St. Rec. Vol. 9 of 14, Trial Transcript, 7/28/10.
H at pp. 169-70, 172.
Id. at p. 173.
Major Pernia testified that the Spanish recordings were transcribed into English, and she reviewed the English transcripts to assure their substantive accuracy, although there were some insignificant grammatical errors. At trial, the jury was allowed to follow the English transcripts as the recorded Spanish interview was played in court.
Id. at pp. 173-175, 179-81.
H at pp. 176-78; 181.
Based on the testimony at the hearing and trial, the state court's factual findings are fully supported by the record. This court on habeas corpus review must accept as conclusive the state court's factual determination that Funes received his Miranda warnings and voluntarily waived his rights. The state courts' legal conclusion that Funes's statement was knowing, voluntarily and admissible is reasonably based upon these facts. Because Funes's statements were voluntary as a matter of fact and law, harmless error analysis is unnecessary.
I also note that Funes has not demonstrated that he has any right to a certified translator rather than relying on the officers (whom the courts found capable) to translate the interrogations. The United States Supreme Court has not recognized a constitutional right to a court-appointed interpreter even at trial. Nguyen v. Booker, 496 Fed.Appx. 502, 506 (6th Cir. 2012); United States v. Johnson, 248 F.3d 655, 663-64 (7th Cir. 2001) (noting lack of any direct Supreme Court precedent on this issue); see Perovich v. United States, 205 U.S. 86, 91 (1907) (whether to appoint an interpreter is largely a matter of trial court discretion). The need for an interpreter is derived from the need to assure that the defendant understands his other constitutional rights after arrest once the criminal process formally has begun. See Lopez Jaime v. California, No. 18-3804, 2019 WL 8017732, at *6 (C.D. Cal. Oct. 25, 2019); see also, Arum v. Miller, 331 F.Supp.2d 99, 111 (E.D.N.Y. 2004) (“. . . no federally protected right provides for the provision of an interpreter” at the time of arrest).

--- BRIEF A ---
In the court opinion excerpt, what did the jury follow while the recorded Spanish interview was played in court?

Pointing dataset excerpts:
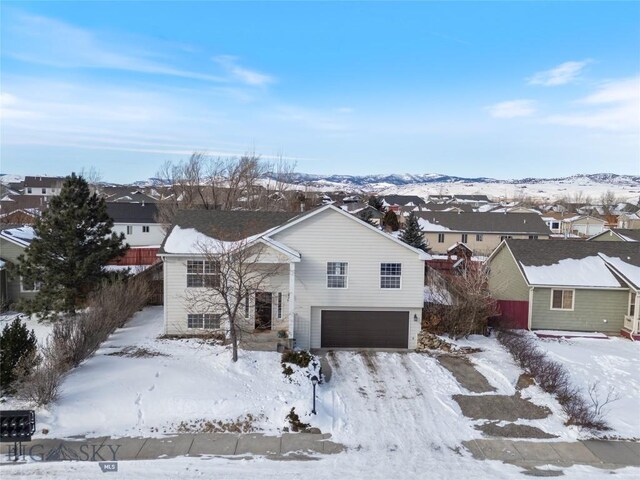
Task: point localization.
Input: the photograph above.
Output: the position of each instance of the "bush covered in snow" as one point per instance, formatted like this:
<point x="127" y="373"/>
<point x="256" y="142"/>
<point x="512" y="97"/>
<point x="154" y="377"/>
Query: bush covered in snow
<point x="553" y="378"/>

--- BRIEF B ---
Rescale all the rows by writing out every line again, requests included, with each point coordinate in the answers multiplied by 2.05 and rounded to a whole number, halves up, while the numbers in the requests and their format samples stay unchanged. Leave the pictures out.

--- FULL SOLUTION A ---
The English transcripts.

--- FULL SOLUTION B ---
Task: point localization.
Input: the photograph above.
Output: the position of each instance of the "bush covered in snow" as one point per instance, formatted like this:
<point x="127" y="373"/>
<point x="256" y="142"/>
<point x="512" y="97"/>
<point x="154" y="377"/>
Query: bush covered in snow
<point x="1134" y="775"/>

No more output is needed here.